> _TASK TO CARRY OUT_
Rewrite the items below, changing every "Quickstart" to "Guide" and keeping everything else the same.

> _ENTRIES PROVIDED_
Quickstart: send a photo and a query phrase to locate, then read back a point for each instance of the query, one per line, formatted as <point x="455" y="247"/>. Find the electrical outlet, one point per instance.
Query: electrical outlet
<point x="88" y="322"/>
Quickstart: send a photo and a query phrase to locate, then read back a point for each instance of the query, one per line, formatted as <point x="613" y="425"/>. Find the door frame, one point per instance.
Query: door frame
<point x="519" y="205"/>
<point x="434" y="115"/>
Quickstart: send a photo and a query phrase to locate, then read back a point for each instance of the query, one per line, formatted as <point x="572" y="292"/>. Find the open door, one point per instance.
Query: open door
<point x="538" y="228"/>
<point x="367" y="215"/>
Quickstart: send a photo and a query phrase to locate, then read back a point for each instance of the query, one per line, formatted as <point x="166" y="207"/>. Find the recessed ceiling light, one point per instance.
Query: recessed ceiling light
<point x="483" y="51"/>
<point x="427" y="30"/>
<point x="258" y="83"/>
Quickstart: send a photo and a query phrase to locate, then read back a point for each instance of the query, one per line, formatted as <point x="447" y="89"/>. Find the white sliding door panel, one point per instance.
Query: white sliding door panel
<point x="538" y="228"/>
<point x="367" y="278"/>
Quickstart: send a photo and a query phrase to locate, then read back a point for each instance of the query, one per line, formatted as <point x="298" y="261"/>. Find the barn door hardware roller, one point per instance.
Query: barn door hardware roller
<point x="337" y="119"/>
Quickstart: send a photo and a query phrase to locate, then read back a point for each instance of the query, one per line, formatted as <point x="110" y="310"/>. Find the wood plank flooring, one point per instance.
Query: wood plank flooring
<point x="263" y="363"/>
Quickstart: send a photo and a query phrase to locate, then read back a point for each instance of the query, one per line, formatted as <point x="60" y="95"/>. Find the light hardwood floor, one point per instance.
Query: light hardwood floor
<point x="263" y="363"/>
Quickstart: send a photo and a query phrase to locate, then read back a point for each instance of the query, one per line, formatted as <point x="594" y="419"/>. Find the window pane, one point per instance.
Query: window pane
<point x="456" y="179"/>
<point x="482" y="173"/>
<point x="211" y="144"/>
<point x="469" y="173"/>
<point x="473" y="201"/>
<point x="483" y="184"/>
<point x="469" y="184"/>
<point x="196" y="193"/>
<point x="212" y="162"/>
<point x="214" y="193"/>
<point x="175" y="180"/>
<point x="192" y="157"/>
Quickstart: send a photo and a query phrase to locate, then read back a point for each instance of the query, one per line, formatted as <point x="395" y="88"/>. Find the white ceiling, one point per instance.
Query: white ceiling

> _SOLUTION FOR THIS EXERCISE_
Guide: send a photo and a query phrase to locate, then read back a point for each instance of the query, one per line, formatted as <point x="455" y="247"/>. Find the electrical outlet, one point per instance.
Query: electrical outlet
<point x="88" y="322"/>
Guide: send a photo and a query phrase to locate, then read back a point for each instance of the query, one per line, formatted as <point x="613" y="425"/>. Find the door frame, one point per instance.
Query: door frame
<point x="519" y="205"/>
<point x="434" y="115"/>
Guide: send a photo and a query phrase to locate, then read back a point for each instance of the query, one per line, formatted as <point x="572" y="292"/>. Find the open door, one point per instance.
Query: open door
<point x="538" y="228"/>
<point x="367" y="215"/>
Guide: send a photo and a query phrase to locate, then read back a point for each instance of the query, one per line, formatted as <point x="166" y="207"/>. Find the recessed ceiling light, one point per instance.
Query: recessed ceiling light
<point x="483" y="51"/>
<point x="427" y="30"/>
<point x="258" y="83"/>
Guide: send a photo and a query phrase to locate, then read back a point for each instance of the query, one per line, formatted as <point x="447" y="89"/>. Find the white sliding door panel, one point per instance.
Query: white sliding door panel
<point x="538" y="228"/>
<point x="367" y="278"/>
Guide: send a photo and a query phrase to locate, then read back a point for each instance of the query, one per line, formatted as <point x="298" y="261"/>. Find the barn door hardware roller, one point per instance.
Query: barn door hardware roller
<point x="337" y="119"/>
Guide: send a photo and a query phrase to locate, then read back a point for each instance of the query, one per line, formatted as <point x="110" y="310"/>. Find the wood plank flooring, one point per instance.
Query: wood plank flooring
<point x="263" y="363"/>
Guide: send a photo and a query phrase to locate, then read back a point for each instance of the query, one per line, formatted as <point x="60" y="95"/>. Find the light hardwood floor, one point per instance.
Query: light hardwood floor
<point x="263" y="363"/>
Guide: send a photo and a query phrase to locate, then read back a point for each instance of the query, one per line, formatted as <point x="594" y="419"/>. Find the window pane, one point per instance.
Query: window pane
<point x="456" y="179"/>
<point x="482" y="173"/>
<point x="211" y="144"/>
<point x="469" y="173"/>
<point x="473" y="201"/>
<point x="483" y="184"/>
<point x="469" y="184"/>
<point x="196" y="193"/>
<point x="212" y="162"/>
<point x="214" y="193"/>
<point x="175" y="180"/>
<point x="192" y="157"/>
Guide: send a photo and a query phrase to locate, then read back a point for each instance of the query, one per line, formatted as <point x="395" y="88"/>. Find the white ceiling, one point per instance.
Query: white ceiling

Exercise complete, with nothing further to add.